Record excerpts
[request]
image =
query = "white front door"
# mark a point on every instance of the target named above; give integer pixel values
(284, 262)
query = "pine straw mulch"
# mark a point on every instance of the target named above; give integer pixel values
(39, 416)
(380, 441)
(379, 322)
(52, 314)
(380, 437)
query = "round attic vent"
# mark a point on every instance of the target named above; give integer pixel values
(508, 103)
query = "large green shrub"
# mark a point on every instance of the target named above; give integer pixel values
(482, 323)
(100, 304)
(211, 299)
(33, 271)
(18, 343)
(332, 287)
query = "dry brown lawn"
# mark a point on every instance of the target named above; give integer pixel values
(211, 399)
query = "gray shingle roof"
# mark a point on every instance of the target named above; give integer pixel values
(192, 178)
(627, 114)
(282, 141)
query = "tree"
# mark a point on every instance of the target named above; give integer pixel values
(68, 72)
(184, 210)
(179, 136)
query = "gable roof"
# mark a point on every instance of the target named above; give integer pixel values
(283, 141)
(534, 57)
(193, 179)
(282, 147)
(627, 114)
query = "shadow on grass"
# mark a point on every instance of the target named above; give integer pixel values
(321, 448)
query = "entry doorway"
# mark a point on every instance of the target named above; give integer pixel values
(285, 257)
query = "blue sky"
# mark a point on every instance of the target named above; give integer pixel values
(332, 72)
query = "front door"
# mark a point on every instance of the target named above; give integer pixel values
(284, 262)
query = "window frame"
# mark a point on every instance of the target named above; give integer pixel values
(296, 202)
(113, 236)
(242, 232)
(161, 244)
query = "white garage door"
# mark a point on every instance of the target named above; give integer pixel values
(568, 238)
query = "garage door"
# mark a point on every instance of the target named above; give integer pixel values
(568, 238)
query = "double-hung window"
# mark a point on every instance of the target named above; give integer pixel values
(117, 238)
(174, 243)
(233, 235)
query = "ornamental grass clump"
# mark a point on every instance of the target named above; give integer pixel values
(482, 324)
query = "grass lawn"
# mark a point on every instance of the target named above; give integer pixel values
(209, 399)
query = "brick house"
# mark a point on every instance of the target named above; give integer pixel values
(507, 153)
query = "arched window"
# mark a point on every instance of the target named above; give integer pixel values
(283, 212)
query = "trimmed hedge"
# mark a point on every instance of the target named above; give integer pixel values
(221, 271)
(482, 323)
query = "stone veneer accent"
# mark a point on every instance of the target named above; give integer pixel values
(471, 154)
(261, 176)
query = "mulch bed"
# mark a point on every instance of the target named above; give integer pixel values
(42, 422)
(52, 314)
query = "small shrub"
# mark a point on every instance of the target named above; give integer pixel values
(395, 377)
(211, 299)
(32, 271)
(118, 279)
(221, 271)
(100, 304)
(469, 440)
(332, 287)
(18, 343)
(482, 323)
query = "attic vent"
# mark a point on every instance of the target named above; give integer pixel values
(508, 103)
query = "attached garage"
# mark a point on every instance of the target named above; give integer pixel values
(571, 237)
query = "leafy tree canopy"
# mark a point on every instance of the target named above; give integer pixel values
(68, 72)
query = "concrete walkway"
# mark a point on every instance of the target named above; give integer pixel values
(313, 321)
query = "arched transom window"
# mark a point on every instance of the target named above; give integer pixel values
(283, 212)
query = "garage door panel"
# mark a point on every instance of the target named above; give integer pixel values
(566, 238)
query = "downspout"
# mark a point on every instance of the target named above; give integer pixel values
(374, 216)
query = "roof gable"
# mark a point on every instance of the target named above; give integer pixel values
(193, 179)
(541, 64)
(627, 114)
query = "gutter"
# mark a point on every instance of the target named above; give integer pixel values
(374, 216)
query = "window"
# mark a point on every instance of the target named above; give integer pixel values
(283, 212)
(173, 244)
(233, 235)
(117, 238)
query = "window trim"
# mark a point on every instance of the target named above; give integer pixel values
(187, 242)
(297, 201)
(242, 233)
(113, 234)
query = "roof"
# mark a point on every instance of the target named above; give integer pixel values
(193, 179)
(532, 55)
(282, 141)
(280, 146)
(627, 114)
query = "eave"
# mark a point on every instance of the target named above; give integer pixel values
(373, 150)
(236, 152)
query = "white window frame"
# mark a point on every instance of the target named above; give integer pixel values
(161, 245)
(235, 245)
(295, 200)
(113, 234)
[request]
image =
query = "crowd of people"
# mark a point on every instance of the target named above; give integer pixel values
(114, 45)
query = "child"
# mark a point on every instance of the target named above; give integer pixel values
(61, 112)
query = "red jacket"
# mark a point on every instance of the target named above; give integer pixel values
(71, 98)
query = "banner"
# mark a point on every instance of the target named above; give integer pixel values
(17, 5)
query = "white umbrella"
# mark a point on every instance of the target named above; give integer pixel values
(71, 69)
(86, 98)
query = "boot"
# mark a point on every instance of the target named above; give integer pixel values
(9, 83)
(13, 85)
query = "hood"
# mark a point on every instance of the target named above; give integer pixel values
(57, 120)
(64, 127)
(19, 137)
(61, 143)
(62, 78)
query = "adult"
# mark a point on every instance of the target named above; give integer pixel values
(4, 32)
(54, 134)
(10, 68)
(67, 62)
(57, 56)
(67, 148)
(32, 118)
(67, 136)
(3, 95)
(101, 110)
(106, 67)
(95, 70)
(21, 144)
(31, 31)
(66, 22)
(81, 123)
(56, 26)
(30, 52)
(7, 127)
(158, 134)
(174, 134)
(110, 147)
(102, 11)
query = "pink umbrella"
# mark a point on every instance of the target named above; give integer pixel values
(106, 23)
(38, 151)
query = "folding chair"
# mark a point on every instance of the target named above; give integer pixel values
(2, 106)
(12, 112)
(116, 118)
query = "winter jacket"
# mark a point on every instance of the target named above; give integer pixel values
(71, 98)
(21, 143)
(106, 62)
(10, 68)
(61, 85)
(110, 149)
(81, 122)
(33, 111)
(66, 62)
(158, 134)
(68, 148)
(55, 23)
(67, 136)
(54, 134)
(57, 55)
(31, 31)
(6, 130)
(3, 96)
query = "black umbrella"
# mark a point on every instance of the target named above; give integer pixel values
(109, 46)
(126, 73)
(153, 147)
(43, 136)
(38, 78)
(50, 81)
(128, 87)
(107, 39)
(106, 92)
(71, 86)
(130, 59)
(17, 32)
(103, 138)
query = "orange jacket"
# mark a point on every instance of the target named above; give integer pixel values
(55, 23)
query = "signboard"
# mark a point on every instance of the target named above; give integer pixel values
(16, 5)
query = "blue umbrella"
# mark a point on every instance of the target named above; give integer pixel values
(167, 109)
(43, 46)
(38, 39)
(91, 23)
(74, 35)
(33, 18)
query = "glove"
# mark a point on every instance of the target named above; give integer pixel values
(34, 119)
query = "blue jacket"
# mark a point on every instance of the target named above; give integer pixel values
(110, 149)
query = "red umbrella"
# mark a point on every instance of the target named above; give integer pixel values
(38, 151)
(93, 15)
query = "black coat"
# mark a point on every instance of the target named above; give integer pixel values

Task description
Copy every record exactly as presented.

Solution to the exercise
[request]
image =
query = "white front door"
# mark a point on every instance of the target named above; give integer pixel values
(284, 262)
query = "pine straw mulch"
# mark a point on every instance of the target named above; give integer pixel values
(39, 416)
(380, 441)
(379, 322)
(52, 314)
(380, 437)
query = "round attic vent"
# mark a point on every instance of the target named above; give integer pixel values
(508, 103)
query = "large green shrub"
# mark a point on every instance of the target named above; give integer pixel values
(482, 323)
(100, 304)
(211, 299)
(33, 271)
(18, 343)
(332, 287)
query = "dry brown lawn"
# mark a point on every instance of the target named above; give integer pixel values
(211, 399)
query = "gray shingle roof"
# mark a point on every instance of the target named above; give integer pixel values
(192, 178)
(627, 114)
(282, 141)
query = "tree"
# mark a point on every instance of the target named above; give integer pixel values
(68, 72)
(184, 210)
(179, 136)
query = "gable roof"
# mark a point on every instance of the target named above; give integer pixel values
(283, 141)
(534, 57)
(193, 179)
(282, 147)
(627, 114)
query = "shadow on grass"
# mark a point on every instance of the target named above; give integer pixel values
(321, 448)
query = "entry doorway"
# mark a point on every instance of the target named above; give integer pixel values
(285, 257)
query = "blue sky"
# mark a point on every instance of the target named above; give integer pixel values
(332, 72)
query = "front door"
# mark a point on every instance of the target named above; give integer pixel values
(284, 262)
query = "window frame"
# mark a point on every instance of the target named above; give integer pixel values
(296, 202)
(113, 236)
(242, 232)
(161, 244)
query = "white garage door"
# mark a point on every instance of the target named above; give integer pixel values
(568, 238)
query = "garage door"
# mark a point on every instance of the target named above; give integer pixel values
(568, 238)
query = "double-hung window"
# mark a point on every instance of the target named above; give integer pixel values
(117, 238)
(174, 243)
(233, 235)
query = "ornamental grass clump"
# mark a point on every instance of the target named above; give integer pixel values
(482, 324)
query = "grass lawn"
# mark a point on every instance of the target named above; give integer pixel values
(209, 399)
query = "brick house"
# mark a point on every instance of the target named above; give integer pixel values
(507, 153)
query = "arched window"
# mark a point on every instance of the target named above; give integer pixel values
(283, 212)
query = "trimmed hedge"
# mark a point on every instance of the target named above; give integer pixel values
(221, 271)
(482, 323)
query = "stone veneer accent"
# mark a point on every instance of the target named above; give integer pixel values
(471, 154)
(261, 176)
query = "mulch bed"
# mark a point on every instance of the target named above; give integer pixel values
(42, 422)
(52, 314)
query = "small shrub"
# mark a point on every instance of the target named above; give integer pixel values
(395, 377)
(211, 299)
(32, 271)
(118, 279)
(221, 271)
(100, 304)
(469, 440)
(332, 287)
(18, 343)
(482, 323)
query = "attic vent"
# mark a point on every instance of the target named above; give integer pixel values
(508, 103)
query = "attached garage"
# mark a point on every instance of the target named above; give integer pixel values
(571, 237)
query = "leafy tree canopy"
# mark a point on every instance of the target named above; give integer pixel values
(68, 72)
query = "concrete walkway"
# mark a point on every instance of the target named above; give integer pixel values
(313, 321)
query = "arched transom window"
# mark a point on every instance of the target named above; give integer pixel values
(283, 212)
query = "garage door panel"
# mark a point on every instance of the target named above; give integer pixel values
(566, 238)
query = "downspout"
# mark a point on every instance of the target named above; give integer pixel values
(374, 216)
query = "roof gable"
# mark a point on every instance of the target named above; give integer pixel values
(193, 179)
(541, 64)
(627, 114)
query = "gutter"
# mark a point on every instance of the target named above; give integer pixel values
(374, 216)
query = "window"
# mark a point on every instance of the target named above; give integer pixel values
(283, 212)
(173, 244)
(233, 235)
(117, 238)
query = "window trim"
# mark a point on every instance of the target named above; give integer pixel values
(187, 242)
(297, 201)
(242, 233)
(113, 234)
query = "roof"
# mark a point on every instance of the target named above; give integer pixel values
(193, 179)
(532, 55)
(282, 141)
(280, 146)
(627, 114)
query = "eave"
# mark a point on every instance of the target named above; give integer pixel values
(373, 150)
(236, 152)
query = "white window frame"
# mark a point on every instance of the target named above; give integer pixel values
(161, 245)
(235, 245)
(295, 200)
(113, 234)
[request]
image =
query = "crowd of people"
# mark a point on every instance of the target named above; give integer pixel values
(114, 45)
query = "child"
# mark a point on every instance of the target named above; give integer pixel values
(61, 112)
query = "red jacket"
# mark a point on every instance of the target named above; give integer pixel values
(71, 98)
query = "banner"
# mark a point on every instance of the target named above; give integer pixel values
(17, 5)
query = "white umbrella"
# mark a point on every instance of the target named above; give integer pixel values
(71, 69)
(86, 98)
query = "boot"
# mark a point on every instance of the target named above; give integer pixel values
(9, 83)
(13, 85)
query = "hood"
# mark a point on every instance of the target named above; give integer pixel values
(57, 120)
(64, 127)
(19, 137)
(61, 143)
(62, 78)
query = "adult"
# mark a point on every instance of the target named above; give integer pixel values
(4, 32)
(54, 134)
(10, 68)
(67, 62)
(57, 56)
(67, 148)
(32, 118)
(67, 136)
(3, 95)
(101, 110)
(106, 67)
(95, 70)
(21, 144)
(31, 31)
(66, 22)
(81, 123)
(56, 26)
(30, 52)
(7, 127)
(158, 134)
(174, 134)
(110, 147)
(102, 11)
query = "pink umbrella"
# mark a point on every instance of the target named above; give integer pixel values
(106, 23)
(38, 151)
query = "folding chair"
# mark a point on every instance of the target named above; give integer pixel values
(2, 106)
(12, 112)
(116, 118)
query = "winter jacket"
# mark a point on every instance of the target named above; give integer pixel values
(71, 98)
(21, 143)
(106, 62)
(10, 68)
(61, 85)
(110, 149)
(81, 122)
(33, 111)
(66, 62)
(158, 134)
(68, 148)
(55, 23)
(67, 136)
(54, 134)
(57, 55)
(31, 31)
(6, 130)
(3, 96)
query = "black umbrella"
# mark a point on every instance of the target named above; give integer pixel values
(109, 46)
(126, 73)
(153, 147)
(43, 136)
(38, 78)
(50, 81)
(128, 87)
(107, 39)
(106, 92)
(71, 86)
(130, 59)
(17, 32)
(103, 138)
query = "orange jacket"
# mark a point on every instance of the target named above; give integer pixel values
(55, 23)
query = "signboard"
# mark a point on every instance of the target named above; give integer pixel values
(16, 5)
query = "blue umbrella"
# mark a point on every instance of the target named above; give integer pixel values
(167, 109)
(43, 46)
(38, 39)
(91, 23)
(74, 35)
(33, 18)
query = "glove"
# mark a point on every instance of the target named above; give integer pixel values
(34, 119)
query = "blue jacket"
# mark a point on every instance of the target named above; give integer pixel values
(110, 149)
query = "red umbrella"
# mark a point on every instance of the target named above; give integer pixel values
(38, 151)
(93, 15)
query = "black coat"
# mark a point on every instance of the target named above; give integer pixel values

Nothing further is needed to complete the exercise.